Task directions -> Lines from the one containing "pathway and report its bounding box." through the final line of the entries below: reproduce them exactly, all of them and only them.

Supplied records ->
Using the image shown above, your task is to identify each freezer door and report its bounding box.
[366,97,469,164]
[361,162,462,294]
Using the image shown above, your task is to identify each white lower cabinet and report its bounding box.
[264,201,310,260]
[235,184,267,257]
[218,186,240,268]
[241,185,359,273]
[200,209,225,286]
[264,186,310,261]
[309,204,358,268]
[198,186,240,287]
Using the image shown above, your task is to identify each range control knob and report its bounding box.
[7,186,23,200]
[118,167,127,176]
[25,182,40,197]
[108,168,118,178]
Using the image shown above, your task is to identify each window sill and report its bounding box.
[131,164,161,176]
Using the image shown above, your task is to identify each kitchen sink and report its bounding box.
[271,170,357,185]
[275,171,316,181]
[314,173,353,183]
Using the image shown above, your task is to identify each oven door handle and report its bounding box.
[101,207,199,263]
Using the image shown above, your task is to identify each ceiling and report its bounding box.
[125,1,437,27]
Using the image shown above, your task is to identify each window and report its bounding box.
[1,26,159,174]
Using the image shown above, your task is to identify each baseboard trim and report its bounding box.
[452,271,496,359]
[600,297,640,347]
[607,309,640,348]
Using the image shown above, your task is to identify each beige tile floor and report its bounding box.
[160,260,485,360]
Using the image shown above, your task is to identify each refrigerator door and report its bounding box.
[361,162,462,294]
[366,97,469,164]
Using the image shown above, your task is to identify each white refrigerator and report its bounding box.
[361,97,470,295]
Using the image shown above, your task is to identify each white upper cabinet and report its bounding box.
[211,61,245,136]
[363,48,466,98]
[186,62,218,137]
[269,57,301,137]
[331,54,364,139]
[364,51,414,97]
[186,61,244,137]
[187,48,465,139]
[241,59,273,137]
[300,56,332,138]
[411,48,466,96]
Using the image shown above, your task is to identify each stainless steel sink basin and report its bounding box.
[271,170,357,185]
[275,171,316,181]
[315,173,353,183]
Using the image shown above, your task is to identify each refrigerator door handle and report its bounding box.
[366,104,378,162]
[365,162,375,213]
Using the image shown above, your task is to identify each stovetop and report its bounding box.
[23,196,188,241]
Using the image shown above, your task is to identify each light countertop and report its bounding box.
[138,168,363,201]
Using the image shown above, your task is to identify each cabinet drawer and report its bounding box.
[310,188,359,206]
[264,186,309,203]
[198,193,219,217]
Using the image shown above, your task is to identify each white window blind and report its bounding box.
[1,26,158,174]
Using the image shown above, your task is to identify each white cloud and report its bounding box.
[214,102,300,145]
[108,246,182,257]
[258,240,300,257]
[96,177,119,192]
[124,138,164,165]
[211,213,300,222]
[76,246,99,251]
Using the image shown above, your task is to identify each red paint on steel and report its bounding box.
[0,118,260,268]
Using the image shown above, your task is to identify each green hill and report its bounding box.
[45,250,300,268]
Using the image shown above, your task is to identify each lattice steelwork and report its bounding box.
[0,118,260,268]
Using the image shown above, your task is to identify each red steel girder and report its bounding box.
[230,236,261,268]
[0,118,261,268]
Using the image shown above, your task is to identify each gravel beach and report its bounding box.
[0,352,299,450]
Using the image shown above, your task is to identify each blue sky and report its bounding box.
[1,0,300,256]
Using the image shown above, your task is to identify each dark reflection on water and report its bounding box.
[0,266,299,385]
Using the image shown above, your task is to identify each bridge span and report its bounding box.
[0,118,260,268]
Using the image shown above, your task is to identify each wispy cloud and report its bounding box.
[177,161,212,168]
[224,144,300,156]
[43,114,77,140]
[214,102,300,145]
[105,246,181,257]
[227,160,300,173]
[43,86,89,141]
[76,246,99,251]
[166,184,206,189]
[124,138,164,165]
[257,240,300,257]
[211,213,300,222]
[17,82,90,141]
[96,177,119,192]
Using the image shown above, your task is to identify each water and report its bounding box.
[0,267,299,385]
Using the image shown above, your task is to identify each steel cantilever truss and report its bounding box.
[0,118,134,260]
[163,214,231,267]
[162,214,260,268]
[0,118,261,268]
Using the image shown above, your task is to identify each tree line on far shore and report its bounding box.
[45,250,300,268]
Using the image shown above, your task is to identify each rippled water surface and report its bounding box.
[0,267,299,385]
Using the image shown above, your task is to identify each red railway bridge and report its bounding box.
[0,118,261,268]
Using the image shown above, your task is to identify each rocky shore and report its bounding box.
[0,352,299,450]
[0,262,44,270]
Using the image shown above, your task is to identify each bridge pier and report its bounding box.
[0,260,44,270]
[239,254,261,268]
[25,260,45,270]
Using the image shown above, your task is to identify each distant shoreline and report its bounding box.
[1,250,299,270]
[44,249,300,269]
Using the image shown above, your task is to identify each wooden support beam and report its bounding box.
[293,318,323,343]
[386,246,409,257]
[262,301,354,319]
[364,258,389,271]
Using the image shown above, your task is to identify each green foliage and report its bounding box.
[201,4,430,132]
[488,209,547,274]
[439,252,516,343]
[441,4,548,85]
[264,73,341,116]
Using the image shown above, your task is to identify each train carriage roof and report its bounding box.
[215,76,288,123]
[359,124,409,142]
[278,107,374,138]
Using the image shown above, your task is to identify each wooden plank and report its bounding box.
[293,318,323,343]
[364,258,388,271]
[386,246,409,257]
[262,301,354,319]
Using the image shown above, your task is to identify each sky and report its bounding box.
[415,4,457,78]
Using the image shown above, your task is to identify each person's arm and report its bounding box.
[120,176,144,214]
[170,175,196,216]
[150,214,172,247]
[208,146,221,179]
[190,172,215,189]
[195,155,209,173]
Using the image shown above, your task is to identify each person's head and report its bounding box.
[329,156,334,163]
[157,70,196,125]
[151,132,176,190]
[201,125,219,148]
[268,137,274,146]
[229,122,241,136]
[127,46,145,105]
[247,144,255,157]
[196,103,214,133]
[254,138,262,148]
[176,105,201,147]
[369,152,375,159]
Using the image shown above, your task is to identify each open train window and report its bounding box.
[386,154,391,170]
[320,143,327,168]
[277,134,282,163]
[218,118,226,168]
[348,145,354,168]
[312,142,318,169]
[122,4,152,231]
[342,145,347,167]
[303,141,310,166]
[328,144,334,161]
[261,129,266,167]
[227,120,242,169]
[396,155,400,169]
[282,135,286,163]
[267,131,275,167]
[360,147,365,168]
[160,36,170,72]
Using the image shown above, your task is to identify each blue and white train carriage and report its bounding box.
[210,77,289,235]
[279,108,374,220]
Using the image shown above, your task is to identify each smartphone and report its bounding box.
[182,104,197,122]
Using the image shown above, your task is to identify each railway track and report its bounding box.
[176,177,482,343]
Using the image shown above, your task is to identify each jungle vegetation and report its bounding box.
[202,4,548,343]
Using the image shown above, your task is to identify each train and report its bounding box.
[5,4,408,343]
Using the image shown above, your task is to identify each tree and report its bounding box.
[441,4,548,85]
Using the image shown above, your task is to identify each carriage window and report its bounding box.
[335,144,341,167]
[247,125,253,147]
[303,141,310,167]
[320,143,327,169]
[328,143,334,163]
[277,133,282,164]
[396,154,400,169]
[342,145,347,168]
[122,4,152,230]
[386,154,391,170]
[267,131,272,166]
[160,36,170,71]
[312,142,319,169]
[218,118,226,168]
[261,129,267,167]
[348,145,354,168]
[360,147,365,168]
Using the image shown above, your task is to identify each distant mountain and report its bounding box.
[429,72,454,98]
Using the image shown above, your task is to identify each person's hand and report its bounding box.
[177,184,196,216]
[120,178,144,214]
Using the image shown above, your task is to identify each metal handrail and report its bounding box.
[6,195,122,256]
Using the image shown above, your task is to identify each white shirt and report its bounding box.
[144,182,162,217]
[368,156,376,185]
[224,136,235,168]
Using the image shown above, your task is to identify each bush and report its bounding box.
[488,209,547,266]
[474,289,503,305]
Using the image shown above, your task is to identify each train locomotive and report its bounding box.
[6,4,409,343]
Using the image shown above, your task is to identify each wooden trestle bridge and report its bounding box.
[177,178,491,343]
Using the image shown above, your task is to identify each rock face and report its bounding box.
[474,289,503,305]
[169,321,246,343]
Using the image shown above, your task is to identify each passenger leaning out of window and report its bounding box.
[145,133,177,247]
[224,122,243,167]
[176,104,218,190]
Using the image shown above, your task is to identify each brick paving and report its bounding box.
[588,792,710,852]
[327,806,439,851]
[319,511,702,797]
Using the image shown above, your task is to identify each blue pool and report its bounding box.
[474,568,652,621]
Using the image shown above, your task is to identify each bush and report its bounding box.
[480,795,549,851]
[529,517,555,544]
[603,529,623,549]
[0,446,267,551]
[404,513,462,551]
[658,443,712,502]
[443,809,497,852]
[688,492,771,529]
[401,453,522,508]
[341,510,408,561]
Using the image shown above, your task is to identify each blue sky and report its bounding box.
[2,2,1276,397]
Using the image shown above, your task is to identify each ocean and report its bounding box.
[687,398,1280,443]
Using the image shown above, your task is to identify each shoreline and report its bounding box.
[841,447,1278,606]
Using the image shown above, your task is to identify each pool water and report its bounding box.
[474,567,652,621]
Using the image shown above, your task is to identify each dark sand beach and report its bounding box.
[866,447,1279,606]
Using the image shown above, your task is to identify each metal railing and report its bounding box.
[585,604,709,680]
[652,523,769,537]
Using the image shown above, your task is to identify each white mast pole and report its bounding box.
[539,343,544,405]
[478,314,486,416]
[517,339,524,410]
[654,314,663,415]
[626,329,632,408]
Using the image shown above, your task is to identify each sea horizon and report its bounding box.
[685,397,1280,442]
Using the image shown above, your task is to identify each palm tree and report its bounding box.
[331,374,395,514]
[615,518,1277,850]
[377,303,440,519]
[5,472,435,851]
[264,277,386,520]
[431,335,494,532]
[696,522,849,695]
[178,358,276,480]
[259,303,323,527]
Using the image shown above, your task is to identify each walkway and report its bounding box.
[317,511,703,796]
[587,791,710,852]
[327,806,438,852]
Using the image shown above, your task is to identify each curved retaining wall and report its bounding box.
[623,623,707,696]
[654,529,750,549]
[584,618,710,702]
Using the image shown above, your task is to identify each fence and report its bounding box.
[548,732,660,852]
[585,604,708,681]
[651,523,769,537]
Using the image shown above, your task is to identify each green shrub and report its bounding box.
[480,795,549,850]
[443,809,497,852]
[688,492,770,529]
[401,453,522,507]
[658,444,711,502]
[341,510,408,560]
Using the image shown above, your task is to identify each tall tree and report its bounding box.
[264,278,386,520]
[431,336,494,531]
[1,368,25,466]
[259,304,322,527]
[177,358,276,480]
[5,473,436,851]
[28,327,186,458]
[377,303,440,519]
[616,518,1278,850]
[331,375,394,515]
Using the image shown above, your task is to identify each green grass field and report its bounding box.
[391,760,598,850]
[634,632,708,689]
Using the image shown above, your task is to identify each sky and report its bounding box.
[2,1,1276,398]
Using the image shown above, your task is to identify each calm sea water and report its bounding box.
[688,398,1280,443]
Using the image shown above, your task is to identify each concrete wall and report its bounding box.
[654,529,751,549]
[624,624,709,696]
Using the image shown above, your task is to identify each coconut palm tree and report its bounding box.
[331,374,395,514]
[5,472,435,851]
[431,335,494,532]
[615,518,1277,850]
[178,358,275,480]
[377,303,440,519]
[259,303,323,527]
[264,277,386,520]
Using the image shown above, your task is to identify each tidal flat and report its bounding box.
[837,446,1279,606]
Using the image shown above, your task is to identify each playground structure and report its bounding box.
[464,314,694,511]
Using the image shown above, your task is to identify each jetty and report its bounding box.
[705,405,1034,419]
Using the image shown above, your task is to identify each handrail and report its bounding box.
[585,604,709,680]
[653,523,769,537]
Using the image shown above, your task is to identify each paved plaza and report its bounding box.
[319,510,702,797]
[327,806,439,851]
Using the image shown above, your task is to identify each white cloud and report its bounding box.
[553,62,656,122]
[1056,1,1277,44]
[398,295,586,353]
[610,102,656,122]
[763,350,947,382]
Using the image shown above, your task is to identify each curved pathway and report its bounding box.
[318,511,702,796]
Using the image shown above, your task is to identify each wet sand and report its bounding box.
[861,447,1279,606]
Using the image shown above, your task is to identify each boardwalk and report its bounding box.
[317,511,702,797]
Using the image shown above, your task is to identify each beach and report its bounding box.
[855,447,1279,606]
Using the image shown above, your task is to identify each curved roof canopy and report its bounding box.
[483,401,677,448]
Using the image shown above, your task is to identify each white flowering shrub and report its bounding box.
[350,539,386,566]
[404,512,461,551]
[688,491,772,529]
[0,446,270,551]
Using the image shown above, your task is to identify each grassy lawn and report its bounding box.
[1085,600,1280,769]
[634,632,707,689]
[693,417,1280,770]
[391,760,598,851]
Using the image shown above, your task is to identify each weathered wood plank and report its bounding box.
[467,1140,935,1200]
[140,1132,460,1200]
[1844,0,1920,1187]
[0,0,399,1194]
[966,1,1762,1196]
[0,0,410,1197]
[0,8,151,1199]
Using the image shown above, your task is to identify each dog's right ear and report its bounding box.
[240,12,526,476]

Output of the exercise ->
Using the image shown above, your task is to identify each curved pathway and report its bounding box.
[318,511,702,796]
Using the image shown above, your task is to identify each wet sand and report its bounding box.
[861,447,1279,606]
Using the image shown above, your task is to identify each boardwalk and report its bounding box.
[317,511,702,797]
Using the image shown above, your task is to identify each beach and report its bounding box.
[855,447,1279,606]
Using the image shown above, your task is to identify each curved roof canopy and report its bounding box.
[483,401,677,448]
Using the image shown above, your task is to identify each white flowering shrub and report its bounding box.
[350,539,386,566]
[404,512,461,551]
[688,491,772,529]
[0,446,270,551]
Using the image shown above, your task is to identify each grassy lawn and report its bounding box.
[1085,600,1280,769]
[634,632,707,689]
[693,417,1280,770]
[391,760,598,851]
Using the image shown above, your task is to identify each weathered wood plank and report its bounding box.
[467,1140,935,1200]
[140,1132,460,1200]
[1844,0,1920,1187]
[0,0,399,1194]
[966,1,1762,1196]
[0,0,410,1197]
[0,8,151,1199]
Using the image shown above, your task is to identify each dog's right ear and report its bounding box.
[240,12,526,476]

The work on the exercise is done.